● Short task
Everything from the line with "the white throat" to the end of the data should be restated word for word, and nothing before it.

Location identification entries
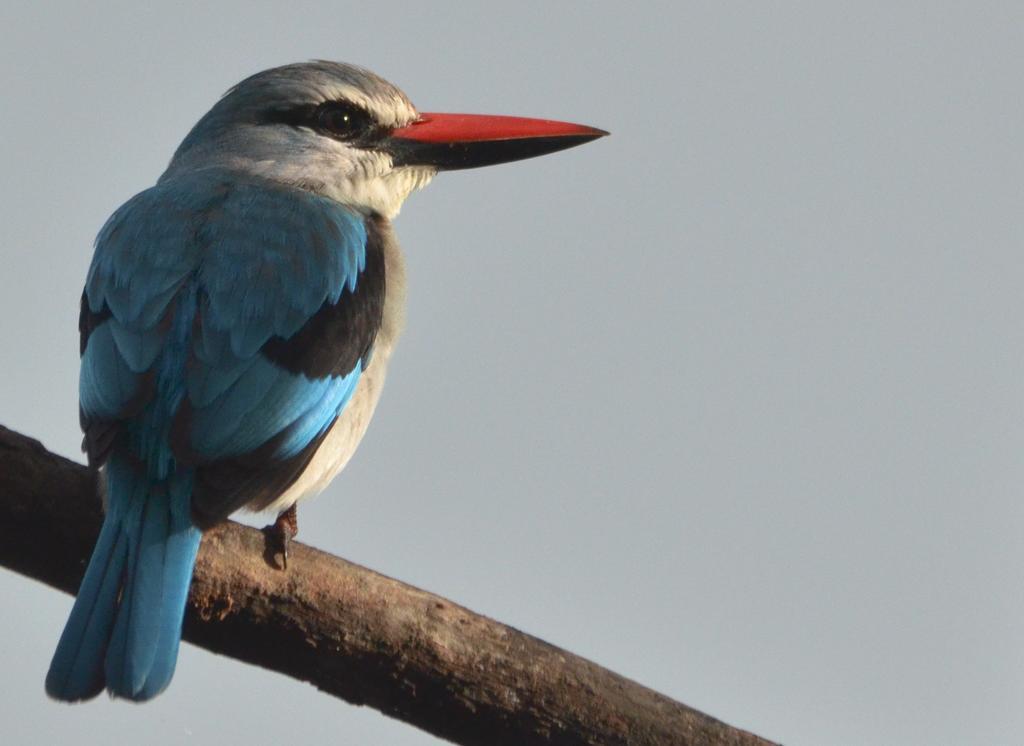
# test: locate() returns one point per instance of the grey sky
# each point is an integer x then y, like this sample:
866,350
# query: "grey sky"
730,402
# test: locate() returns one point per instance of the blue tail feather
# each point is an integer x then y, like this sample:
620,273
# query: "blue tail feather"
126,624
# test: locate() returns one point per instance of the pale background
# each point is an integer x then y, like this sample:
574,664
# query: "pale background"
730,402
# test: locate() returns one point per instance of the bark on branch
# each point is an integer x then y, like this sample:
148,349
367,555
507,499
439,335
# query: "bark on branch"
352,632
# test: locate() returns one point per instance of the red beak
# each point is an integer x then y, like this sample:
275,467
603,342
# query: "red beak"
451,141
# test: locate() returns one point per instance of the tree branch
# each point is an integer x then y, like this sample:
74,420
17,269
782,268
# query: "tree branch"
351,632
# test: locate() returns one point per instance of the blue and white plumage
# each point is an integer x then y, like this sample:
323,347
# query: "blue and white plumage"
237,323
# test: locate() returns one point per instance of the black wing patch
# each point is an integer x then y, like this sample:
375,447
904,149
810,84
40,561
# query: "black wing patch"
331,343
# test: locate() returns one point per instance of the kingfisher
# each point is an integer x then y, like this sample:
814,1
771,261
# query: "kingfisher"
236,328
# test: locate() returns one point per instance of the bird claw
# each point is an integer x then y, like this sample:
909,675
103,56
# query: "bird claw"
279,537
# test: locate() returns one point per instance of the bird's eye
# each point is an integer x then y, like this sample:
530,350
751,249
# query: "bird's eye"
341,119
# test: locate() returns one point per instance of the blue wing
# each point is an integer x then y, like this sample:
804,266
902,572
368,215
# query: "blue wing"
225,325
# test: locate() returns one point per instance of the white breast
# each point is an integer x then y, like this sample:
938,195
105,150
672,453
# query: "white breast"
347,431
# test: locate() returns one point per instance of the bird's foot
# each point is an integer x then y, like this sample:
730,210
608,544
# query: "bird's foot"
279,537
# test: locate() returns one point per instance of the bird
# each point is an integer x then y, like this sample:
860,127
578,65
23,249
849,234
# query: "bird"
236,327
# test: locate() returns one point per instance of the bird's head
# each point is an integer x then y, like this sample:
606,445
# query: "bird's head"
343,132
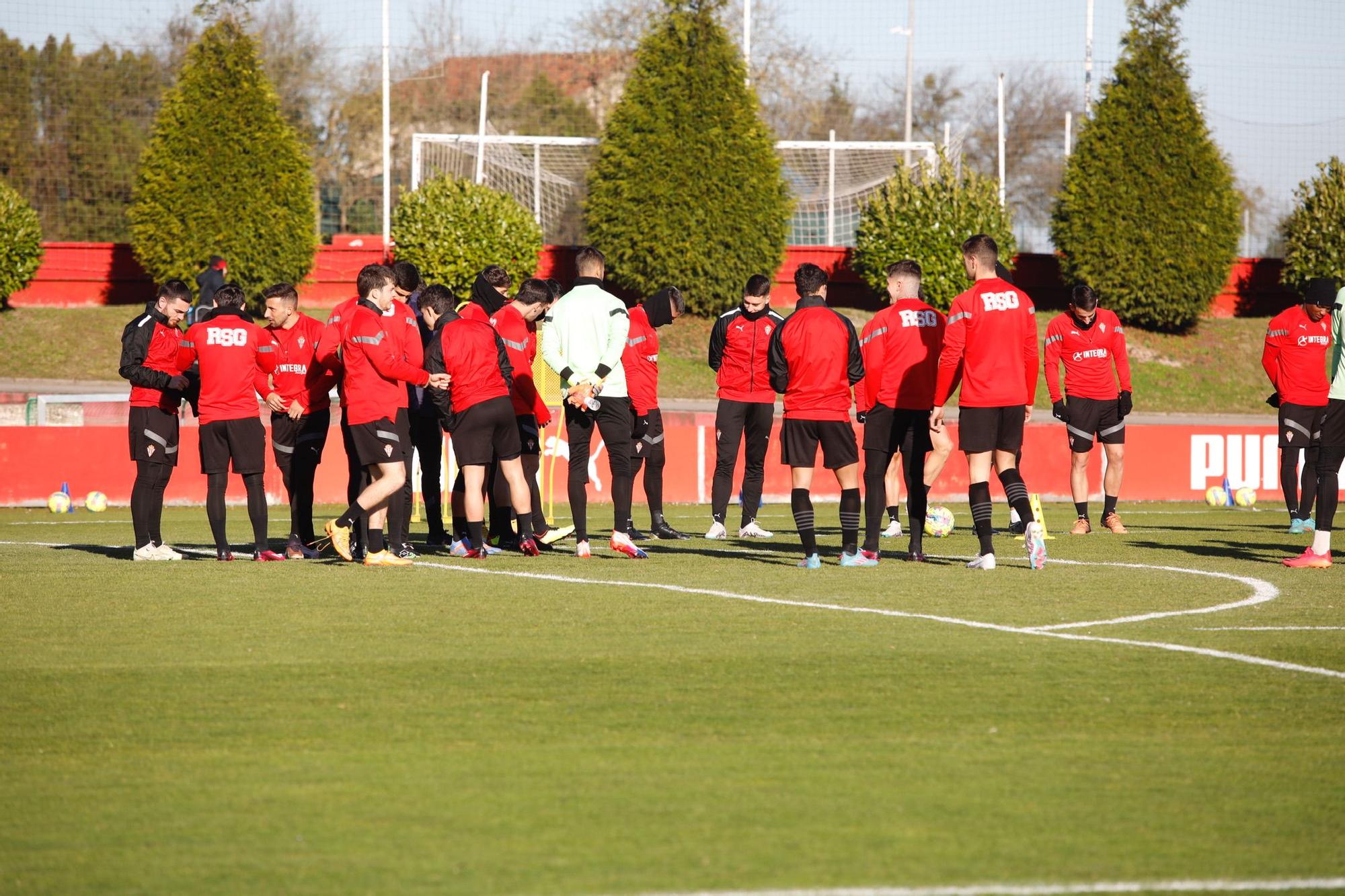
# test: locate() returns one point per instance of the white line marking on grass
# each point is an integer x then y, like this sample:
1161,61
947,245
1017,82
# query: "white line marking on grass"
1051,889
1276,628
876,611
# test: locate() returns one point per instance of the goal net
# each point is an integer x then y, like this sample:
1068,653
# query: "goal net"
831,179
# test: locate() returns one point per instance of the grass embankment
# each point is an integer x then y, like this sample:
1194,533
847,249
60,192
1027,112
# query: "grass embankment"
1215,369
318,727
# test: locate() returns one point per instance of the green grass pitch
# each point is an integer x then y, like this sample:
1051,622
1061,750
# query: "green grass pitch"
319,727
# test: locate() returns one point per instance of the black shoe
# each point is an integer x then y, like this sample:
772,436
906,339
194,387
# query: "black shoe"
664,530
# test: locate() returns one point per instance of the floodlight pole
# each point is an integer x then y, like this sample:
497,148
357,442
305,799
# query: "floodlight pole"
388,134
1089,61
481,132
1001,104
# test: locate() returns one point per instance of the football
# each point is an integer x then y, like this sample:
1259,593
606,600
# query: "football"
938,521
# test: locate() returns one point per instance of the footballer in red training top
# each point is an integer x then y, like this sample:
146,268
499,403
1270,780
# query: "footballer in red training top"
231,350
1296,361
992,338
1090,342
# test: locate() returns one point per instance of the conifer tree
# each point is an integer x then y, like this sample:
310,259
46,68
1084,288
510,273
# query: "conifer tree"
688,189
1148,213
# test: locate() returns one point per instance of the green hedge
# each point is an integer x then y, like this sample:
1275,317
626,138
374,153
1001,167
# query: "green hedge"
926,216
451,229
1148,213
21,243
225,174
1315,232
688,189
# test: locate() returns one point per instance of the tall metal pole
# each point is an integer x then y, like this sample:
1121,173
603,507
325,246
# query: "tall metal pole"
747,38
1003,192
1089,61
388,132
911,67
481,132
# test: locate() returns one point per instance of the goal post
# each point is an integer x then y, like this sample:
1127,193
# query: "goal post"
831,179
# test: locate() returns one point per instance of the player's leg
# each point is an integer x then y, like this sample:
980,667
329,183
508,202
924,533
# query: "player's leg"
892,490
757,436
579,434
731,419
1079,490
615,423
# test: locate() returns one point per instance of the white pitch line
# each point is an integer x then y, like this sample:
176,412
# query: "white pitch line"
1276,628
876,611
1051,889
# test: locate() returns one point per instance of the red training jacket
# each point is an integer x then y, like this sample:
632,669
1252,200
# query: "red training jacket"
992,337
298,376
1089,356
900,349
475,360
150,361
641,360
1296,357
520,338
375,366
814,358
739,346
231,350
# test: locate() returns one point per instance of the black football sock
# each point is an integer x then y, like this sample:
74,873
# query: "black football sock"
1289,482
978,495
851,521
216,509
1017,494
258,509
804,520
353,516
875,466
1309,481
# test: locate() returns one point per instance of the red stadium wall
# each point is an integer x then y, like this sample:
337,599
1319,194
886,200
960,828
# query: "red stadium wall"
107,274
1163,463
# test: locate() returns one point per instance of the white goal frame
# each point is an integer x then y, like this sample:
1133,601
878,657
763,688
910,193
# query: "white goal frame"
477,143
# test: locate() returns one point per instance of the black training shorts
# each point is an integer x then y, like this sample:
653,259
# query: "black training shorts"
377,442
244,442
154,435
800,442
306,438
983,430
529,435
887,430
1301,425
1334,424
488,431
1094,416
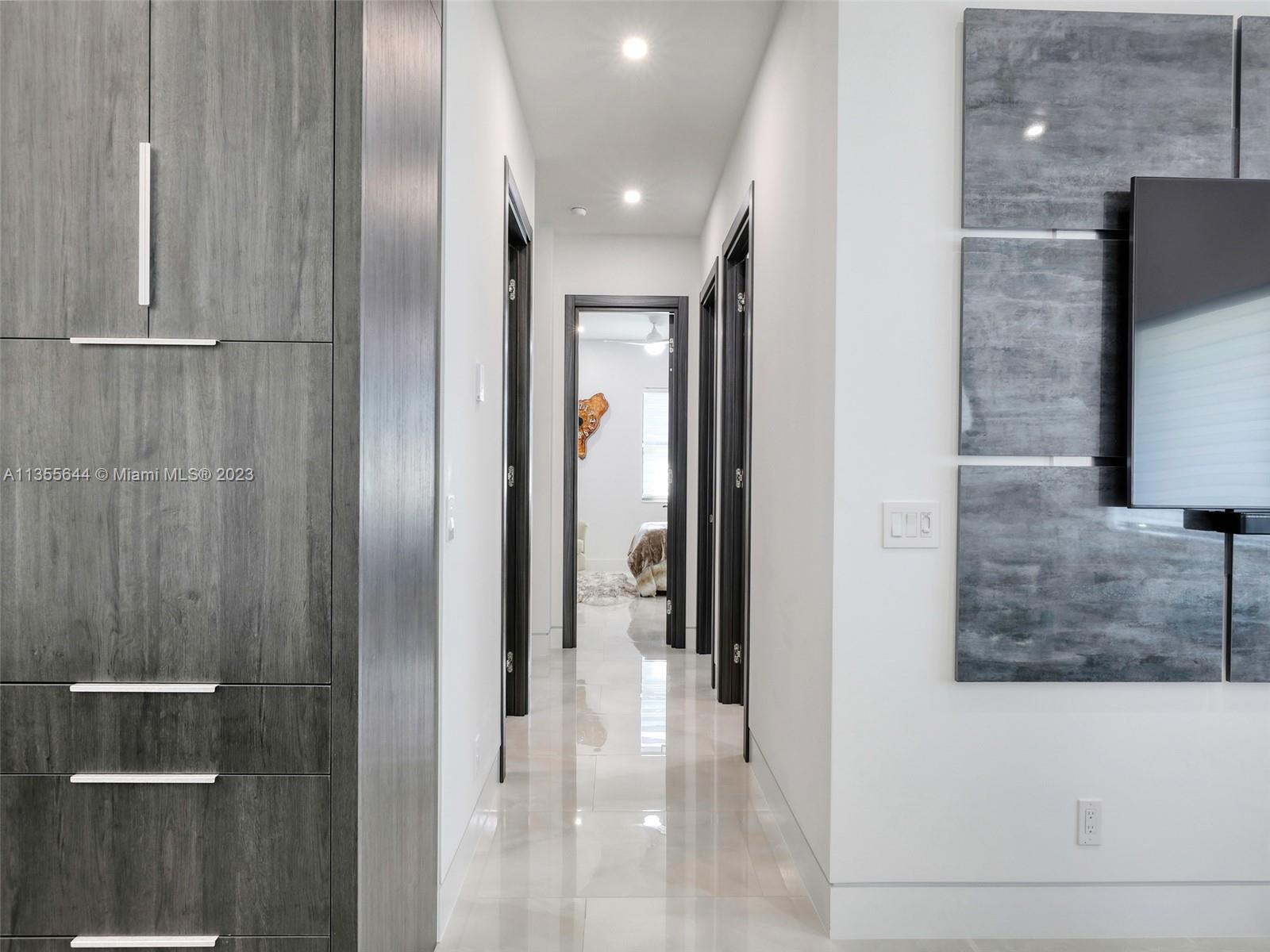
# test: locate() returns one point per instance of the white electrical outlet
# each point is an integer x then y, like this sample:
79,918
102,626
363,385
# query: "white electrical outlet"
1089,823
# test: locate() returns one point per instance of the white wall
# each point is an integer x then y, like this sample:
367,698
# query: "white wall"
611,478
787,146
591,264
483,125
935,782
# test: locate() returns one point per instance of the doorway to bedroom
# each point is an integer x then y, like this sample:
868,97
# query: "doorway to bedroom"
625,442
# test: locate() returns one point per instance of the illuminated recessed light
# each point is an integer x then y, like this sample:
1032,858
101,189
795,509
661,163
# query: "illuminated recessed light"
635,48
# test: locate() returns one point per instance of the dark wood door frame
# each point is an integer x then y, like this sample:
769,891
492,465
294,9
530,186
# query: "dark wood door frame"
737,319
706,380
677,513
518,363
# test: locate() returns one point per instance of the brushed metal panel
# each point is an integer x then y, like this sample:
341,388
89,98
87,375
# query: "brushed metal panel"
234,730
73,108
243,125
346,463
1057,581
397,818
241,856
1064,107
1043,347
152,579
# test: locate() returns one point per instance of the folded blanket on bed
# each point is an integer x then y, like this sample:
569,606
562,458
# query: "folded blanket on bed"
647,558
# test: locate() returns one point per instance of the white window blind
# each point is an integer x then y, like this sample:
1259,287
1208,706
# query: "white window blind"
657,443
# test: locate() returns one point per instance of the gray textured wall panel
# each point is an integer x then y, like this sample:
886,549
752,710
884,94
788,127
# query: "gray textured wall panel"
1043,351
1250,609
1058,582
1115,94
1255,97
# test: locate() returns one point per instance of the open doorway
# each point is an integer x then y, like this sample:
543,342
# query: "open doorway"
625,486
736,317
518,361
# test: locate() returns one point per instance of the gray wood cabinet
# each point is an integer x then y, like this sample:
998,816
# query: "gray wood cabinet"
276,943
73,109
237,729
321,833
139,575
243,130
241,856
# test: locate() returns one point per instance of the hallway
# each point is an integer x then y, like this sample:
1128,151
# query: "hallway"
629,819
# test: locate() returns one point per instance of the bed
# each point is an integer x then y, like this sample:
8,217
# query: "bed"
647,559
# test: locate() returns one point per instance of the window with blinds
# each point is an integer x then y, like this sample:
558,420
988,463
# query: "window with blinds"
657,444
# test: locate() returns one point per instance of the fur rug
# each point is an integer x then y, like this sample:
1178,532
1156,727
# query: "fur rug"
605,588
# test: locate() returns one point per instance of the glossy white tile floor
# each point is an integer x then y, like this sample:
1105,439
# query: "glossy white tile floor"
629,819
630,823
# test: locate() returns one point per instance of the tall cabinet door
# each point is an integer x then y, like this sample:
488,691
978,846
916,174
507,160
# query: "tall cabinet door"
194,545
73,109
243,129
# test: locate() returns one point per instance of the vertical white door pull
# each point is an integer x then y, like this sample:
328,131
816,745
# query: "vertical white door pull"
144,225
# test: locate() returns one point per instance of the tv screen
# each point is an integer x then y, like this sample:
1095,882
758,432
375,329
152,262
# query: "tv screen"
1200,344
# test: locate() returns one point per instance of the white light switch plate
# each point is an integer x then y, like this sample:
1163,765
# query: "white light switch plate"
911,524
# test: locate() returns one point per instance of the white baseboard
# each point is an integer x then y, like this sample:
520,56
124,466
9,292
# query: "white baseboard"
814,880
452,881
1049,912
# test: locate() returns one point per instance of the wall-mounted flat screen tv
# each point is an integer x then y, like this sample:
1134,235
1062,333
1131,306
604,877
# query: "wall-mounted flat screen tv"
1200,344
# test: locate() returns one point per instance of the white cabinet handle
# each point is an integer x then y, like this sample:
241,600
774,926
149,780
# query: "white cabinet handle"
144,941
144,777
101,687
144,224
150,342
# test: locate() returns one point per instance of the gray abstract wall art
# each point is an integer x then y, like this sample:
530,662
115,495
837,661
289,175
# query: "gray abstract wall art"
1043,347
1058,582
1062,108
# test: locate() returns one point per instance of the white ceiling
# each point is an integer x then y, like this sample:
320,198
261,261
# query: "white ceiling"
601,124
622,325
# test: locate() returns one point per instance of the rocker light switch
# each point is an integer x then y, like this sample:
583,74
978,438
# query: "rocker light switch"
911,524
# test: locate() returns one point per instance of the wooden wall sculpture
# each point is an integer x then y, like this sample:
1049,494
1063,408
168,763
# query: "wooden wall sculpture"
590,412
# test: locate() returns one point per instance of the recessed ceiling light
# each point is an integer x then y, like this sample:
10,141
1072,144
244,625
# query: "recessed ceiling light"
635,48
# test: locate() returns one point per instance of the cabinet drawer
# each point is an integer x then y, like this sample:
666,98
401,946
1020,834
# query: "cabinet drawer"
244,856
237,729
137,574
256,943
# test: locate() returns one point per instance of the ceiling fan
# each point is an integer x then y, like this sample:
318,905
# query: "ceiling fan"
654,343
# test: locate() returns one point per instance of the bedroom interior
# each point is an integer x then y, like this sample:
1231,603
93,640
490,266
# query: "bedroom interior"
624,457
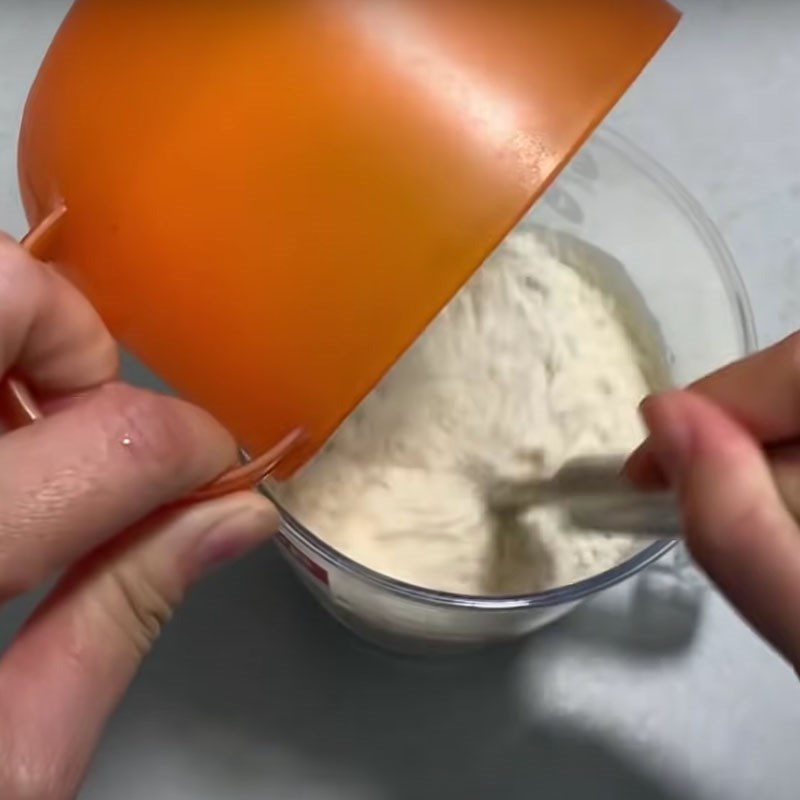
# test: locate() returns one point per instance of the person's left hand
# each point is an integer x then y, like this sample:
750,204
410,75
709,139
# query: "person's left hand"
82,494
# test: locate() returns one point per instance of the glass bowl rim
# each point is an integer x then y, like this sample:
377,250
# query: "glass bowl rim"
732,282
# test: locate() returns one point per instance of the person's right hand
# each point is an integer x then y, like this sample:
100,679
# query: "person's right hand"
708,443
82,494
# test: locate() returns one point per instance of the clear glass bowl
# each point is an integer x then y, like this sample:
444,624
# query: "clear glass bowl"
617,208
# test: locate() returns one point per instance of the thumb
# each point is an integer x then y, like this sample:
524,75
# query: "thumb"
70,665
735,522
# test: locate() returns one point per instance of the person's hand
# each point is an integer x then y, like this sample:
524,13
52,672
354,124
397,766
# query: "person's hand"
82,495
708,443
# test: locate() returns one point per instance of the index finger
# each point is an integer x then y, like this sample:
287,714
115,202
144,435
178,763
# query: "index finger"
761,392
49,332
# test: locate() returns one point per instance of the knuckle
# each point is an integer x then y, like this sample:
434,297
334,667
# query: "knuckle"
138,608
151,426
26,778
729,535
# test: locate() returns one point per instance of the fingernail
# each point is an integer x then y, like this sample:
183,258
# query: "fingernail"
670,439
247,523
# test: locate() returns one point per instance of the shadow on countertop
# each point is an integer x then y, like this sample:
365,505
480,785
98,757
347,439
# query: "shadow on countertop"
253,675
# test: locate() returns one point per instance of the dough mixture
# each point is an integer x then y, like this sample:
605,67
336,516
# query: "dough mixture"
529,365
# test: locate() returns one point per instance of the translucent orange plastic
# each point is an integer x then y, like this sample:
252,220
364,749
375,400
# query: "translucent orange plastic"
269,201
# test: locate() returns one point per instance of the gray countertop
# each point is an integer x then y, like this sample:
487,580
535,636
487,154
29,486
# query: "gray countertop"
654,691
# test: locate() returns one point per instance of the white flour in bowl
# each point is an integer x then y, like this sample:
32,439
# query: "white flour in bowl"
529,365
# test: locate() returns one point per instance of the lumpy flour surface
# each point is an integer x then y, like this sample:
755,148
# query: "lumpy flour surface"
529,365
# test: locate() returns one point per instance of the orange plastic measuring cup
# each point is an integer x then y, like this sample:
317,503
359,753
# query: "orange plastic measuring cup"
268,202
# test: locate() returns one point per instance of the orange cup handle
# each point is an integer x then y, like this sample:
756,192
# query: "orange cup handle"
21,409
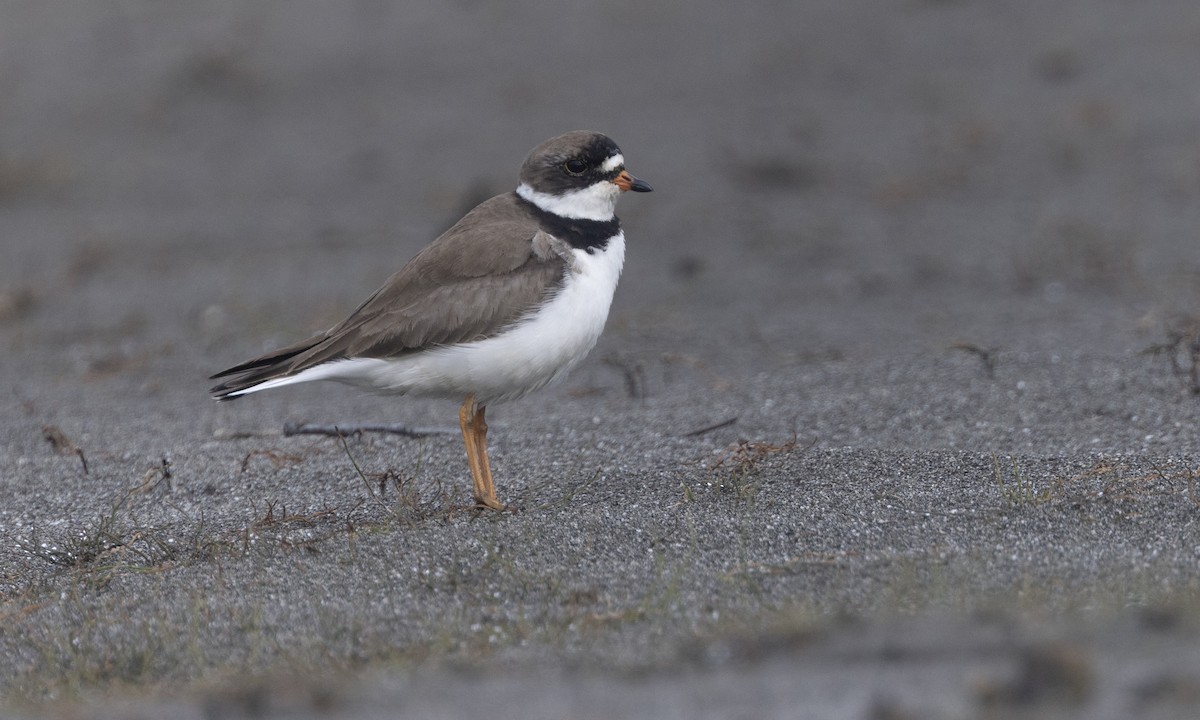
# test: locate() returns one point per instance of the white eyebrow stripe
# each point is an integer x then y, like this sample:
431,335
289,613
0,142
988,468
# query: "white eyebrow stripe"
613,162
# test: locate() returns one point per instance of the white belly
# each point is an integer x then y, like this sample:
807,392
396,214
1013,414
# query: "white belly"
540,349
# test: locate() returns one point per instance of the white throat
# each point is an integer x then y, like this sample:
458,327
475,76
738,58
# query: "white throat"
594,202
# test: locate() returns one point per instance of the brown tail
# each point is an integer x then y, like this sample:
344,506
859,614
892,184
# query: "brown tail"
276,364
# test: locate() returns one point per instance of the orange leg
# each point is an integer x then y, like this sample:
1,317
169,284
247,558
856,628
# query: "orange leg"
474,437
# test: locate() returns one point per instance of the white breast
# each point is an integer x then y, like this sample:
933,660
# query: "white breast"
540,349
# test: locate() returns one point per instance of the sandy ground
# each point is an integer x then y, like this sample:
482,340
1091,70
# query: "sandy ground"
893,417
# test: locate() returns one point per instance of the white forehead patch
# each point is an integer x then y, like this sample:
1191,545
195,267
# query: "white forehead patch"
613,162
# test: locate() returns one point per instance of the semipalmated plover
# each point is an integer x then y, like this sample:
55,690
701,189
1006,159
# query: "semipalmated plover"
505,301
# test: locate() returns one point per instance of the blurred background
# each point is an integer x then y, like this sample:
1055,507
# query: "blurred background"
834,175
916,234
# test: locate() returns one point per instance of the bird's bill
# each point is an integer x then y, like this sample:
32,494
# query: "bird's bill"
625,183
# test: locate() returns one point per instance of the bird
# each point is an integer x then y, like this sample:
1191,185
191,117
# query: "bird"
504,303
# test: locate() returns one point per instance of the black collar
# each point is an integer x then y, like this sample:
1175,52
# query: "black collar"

● Reply
# test: locate() returns one point per instance of the white throat
# each point is an integer x then y, like this sample:
458,327
475,76
738,58
# query: "white throat"
594,202
# test: locate() returns one point per instance of the brown tail
# each point is an integer x then y, like this sample:
344,506
859,614
892,184
# query: "brown tail"
276,364
# test: locate() returns one point per instance of the orange leg
# each point is an integer x then y, like this sample:
1,317
169,284
247,558
856,628
# query: "orange leg"
474,437
# test: locate() returns one point per instance of the white breast
# each point is an integer x then y, like this sample:
933,660
# query: "white breast"
540,349
# test: locate() returns one point per instance of the sandy ground
# each point is an integer x then y, like this sample:
482,340
1091,70
# query: "sandy ground"
893,417
# test: locate() returns one point per instance of the white forehead patch
# each point is an integer x then y, like this sample:
1191,545
195,267
# query: "white forehead patch"
613,162
# test: locate() returns one point per instance of the semipalmated plover
# each point is an integer x then y, like this sample:
55,690
701,189
1006,159
# query: "semipalmated plover"
505,301
# test: locate() returns one point per instance of the blurred background
# each point is an integer x then y, like this sample:
1055,507
# query: "blurred background"
834,175
916,234
# test: locate() returns one point per instance of the bird's bill
# each point is an integer x then y, like this sample:
32,494
# query: "bird's bill"
625,183
# test: locate() returns one point per instance of the bird
# each point is an integer x then y, like this sample:
1191,185
191,117
# query: "bird"
504,303
# test: locate() returns one point per instance of the black collar
# each point is an integer x then y, like this sample:
1175,52
# query: "black collar"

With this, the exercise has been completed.